◆ Records
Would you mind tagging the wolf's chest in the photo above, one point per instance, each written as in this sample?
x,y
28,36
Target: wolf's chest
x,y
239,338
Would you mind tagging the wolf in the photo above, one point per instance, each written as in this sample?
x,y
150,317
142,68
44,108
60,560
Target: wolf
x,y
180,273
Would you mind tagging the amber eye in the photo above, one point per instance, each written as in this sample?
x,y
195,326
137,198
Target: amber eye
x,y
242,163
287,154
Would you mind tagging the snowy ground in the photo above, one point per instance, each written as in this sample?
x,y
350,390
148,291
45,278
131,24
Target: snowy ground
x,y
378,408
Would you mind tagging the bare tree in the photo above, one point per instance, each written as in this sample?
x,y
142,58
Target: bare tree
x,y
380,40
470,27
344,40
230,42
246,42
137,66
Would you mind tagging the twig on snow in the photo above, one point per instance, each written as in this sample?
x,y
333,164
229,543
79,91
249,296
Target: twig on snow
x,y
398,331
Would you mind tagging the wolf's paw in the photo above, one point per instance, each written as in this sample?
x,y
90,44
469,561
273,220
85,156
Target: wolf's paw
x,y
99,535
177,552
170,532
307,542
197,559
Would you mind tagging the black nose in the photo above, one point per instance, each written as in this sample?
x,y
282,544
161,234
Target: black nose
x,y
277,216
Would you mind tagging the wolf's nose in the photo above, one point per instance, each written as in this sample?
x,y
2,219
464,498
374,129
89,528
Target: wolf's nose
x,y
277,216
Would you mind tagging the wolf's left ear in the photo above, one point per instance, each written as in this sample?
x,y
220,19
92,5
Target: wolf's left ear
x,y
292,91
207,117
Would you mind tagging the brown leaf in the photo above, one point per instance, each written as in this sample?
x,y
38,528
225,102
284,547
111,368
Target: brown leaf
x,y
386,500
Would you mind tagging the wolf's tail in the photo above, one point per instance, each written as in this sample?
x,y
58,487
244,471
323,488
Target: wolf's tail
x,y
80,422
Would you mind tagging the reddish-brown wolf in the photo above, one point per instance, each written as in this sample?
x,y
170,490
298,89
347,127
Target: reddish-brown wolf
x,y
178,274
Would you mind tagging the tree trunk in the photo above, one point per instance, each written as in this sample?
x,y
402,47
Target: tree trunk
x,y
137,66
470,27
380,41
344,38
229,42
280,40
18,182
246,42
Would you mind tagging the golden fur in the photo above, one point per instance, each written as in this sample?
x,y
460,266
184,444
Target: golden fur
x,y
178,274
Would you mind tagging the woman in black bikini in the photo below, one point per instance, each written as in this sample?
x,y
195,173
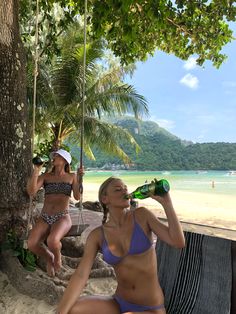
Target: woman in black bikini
x,y
55,221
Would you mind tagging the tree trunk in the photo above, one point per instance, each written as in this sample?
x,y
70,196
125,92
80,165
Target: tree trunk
x,y
15,135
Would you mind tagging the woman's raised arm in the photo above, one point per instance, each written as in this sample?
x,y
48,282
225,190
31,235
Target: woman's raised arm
x,y
173,233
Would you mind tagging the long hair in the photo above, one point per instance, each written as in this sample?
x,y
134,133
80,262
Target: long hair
x,y
102,191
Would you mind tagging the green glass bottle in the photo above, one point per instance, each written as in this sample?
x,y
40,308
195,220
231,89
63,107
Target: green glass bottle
x,y
156,187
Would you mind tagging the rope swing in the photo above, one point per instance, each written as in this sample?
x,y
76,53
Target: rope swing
x,y
81,226
80,177
36,59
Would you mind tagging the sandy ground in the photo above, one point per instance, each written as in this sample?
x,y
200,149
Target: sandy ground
x,y
206,213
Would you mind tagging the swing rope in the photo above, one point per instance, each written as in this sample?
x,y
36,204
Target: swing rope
x,y
80,177
36,58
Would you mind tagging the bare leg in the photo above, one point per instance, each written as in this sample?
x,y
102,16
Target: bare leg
x,y
95,305
58,231
161,311
35,244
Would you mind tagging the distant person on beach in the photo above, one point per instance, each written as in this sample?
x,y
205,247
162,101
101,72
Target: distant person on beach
x,y
54,222
125,240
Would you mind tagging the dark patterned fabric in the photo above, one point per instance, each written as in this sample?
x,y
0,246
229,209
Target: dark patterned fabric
x,y
57,188
51,219
198,278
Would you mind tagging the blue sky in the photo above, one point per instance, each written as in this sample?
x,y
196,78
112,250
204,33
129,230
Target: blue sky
x,y
194,103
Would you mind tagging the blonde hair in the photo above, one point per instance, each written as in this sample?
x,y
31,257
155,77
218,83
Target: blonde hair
x,y
103,191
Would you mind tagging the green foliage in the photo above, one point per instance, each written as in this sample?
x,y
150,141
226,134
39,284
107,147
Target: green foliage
x,y
16,246
135,29
60,102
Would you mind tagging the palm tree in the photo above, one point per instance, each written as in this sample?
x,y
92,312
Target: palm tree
x,y
59,112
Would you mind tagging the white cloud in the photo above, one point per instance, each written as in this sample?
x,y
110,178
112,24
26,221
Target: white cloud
x,y
190,64
164,123
190,81
229,84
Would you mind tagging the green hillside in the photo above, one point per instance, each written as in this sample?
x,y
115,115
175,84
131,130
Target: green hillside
x,y
161,150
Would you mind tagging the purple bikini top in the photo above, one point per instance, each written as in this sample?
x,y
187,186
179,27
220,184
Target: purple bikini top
x,y
139,244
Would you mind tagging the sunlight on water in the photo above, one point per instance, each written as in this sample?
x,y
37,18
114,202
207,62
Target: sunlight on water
x,y
195,181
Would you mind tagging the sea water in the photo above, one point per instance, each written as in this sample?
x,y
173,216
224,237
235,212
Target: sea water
x,y
220,182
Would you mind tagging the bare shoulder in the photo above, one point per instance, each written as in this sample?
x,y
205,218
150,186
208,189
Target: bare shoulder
x,y
95,236
142,212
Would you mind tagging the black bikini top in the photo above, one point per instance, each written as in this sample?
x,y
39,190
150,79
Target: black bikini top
x,y
58,188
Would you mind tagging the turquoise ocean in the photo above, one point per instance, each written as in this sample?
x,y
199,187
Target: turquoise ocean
x,y
219,182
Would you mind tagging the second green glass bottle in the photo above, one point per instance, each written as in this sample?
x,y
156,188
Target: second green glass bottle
x,y
156,187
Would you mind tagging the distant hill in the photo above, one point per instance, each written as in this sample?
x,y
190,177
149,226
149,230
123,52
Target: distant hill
x,y
162,150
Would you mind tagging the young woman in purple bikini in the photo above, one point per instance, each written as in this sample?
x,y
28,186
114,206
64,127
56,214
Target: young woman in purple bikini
x,y
125,240
54,221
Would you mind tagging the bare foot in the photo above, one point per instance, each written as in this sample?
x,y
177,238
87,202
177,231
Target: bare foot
x,y
50,266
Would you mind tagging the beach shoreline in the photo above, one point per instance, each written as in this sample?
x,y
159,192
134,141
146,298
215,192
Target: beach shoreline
x,y
194,209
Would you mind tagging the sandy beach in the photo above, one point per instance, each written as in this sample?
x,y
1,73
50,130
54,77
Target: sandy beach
x,y
198,212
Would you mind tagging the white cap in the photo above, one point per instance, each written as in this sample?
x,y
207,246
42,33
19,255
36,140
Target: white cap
x,y
63,153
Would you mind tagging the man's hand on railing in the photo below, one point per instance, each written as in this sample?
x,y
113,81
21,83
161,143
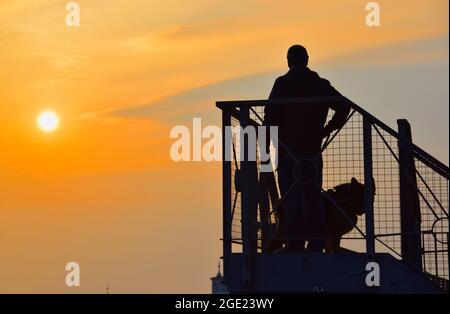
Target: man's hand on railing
x,y
327,131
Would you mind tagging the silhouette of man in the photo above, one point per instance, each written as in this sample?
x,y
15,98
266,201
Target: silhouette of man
x,y
301,128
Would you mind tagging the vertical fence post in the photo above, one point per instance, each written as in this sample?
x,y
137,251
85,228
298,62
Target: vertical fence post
x,y
368,186
248,199
226,196
410,218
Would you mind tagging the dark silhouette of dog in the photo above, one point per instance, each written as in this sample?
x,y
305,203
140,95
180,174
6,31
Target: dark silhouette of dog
x,y
343,205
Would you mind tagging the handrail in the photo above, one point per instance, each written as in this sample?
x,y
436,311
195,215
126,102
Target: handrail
x,y
419,153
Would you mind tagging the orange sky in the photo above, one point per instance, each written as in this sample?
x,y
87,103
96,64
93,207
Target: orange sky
x,y
101,189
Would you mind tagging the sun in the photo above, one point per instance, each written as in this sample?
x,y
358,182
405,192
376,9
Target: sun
x,y
48,121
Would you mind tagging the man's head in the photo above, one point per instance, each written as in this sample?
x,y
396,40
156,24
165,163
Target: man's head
x,y
297,56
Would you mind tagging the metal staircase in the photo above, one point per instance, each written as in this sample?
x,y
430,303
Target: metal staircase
x,y
405,229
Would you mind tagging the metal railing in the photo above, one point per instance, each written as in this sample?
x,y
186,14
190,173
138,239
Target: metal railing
x,y
409,215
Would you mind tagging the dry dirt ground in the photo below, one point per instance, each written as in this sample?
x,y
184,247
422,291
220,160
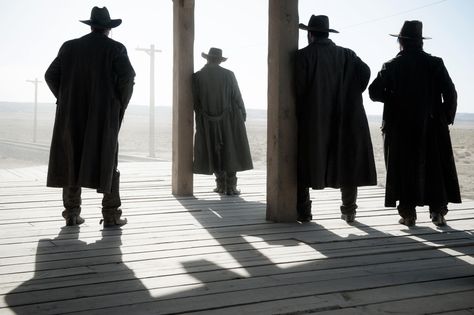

◆ About this task
Scan the entries above and show each line that contains the word "below".

◆ Answer to this exercise
Would you mind tagging the woman in black bikini in the photo below, one point per instance, each written as in this sample?
Would you mind tagging the man's hand on railing in the photo below, one point per instance, each written as in this sample?
Would you mind tagging the dry dirt ground in the photo below, one point per instance, each written as in this sample?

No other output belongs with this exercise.